#### Text section:
########

The plastics problem

Mariana Eliano/Getty Images/file
Hotels aren't washing towels and linens every day, unless guests request it.

Sustainability has been a buzzword in the hotel industry for the better part of the last decade. Sometime around 2012 or so, a handful of hotels started focusing on doing good and reducing costs.

These were the trailblazers who cut back on water usage by giving guests the option of using sheets and towels for multiple days, the properties that installed solar panels and converted some of their energy use to renewable sources.

There are no statistics on how these efforts have worked for the industry overall, but there certainly have been success stories over the years.

A 2018 report underwritten by the World Resources Institute found that for every $1 hotels invested in reducing food waste, they saved $7 in operational costs.

Additional reports in recent years have indicated that LED bulbs use 75 percent less electricity than incandescent ones, meaning big savings for hotels that make the switch. Then, of course, there’s the subject of commercial water softeners, which have been proven to cut back on water usage dramatically, also keeping costs down.

courtesy Mariott
Marriott hotels eliminated travel-sized toiletries in August 2019.

One area few hotels have addressed until recently is plastics.

No matter how you look at it, plastic waste – particularly waste from single-use plastics – has become a scourge in every corner of the world.

The Great Pacific Garbage Patch, swirling in the Pacific like a Texas-sized garbage soup, is teeming with plastic – more than 87,000 tons at last count.

We discard more than 30 million tons of plastic a year in the United States alone, and only 8 percent is recycled, according to the Plastic Pollution Coalition.

Global risk consulting firm Verisk Maplecroft recently said the average American produces more than 230 pounds of plastic waste annually.

An estimated 1 million plastic water bottles are purchased every minute worldwide, according to experts affiliated with the United Nations Environment Program, who note that most of these bottles end up in the oceans, where researchers see 8 million metric tons of new plastic every year.

Adding insult to injury, it could take a minimum of 450 years for the compounds that comprise plastic to break down in the ocean into their constituent molecules, scientific modeling suggests.

Unless humans take drastic action now, scientists say the amount of plastic littering the world’s oceans will triple within a decade.

Why should hotels care about plastic?

The travel industry contributes to this problem.

Single-use plastic bottles outnumber passengers at many airports and on most cruise ships. Hotels also overstock plastic in the forms of miniature toiletry bottles, individually wrapped drinking cups, key cards for room access and, of course, straws.

Think about it: during overnight stays at many upscale resorts, guests receive two plastic water bottles upon check-in, two more at turn-down, and two others every time housekeepers come to clean the room.

########

#### Challenge A:
Translate this sentence from the article on hotels and plastic into Spanish: "One area few hotels have addressed until recently is plastics."

########

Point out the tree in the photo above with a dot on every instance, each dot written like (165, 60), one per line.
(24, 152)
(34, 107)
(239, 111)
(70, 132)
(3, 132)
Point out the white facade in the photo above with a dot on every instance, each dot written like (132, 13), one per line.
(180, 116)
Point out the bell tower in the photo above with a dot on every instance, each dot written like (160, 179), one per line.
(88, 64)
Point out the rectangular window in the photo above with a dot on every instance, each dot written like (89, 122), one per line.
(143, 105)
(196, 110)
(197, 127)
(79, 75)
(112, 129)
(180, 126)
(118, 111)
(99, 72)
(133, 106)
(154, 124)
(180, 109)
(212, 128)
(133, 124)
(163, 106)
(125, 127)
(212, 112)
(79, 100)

########

#### Challenge B:
Please rewrite the rows from the one containing "Point out the bell" through the end of the rows, both ends included. Keep the requests as they are, multiply every answer coordinate by 2.4, and round to whole numbers with halves going up.

#### Correct answer A:
Un área que pocos hoteles han abordado hasta hace poco es la de los plásticos.

#### Correct answer B:
Point out the bell tower in the photo above with a dot on every instance, each dot written like (160, 179), one per line.
(211, 154)
Point out the rectangular window in the photo above with a dot on every instance, each dot written like (89, 122), one per line.
(343, 252)
(470, 264)
(473, 305)
(190, 180)
(269, 310)
(432, 302)
(283, 266)
(238, 173)
(319, 254)
(370, 298)
(432, 262)
(509, 307)
(319, 298)
(391, 254)
(300, 305)
(509, 269)
(190, 240)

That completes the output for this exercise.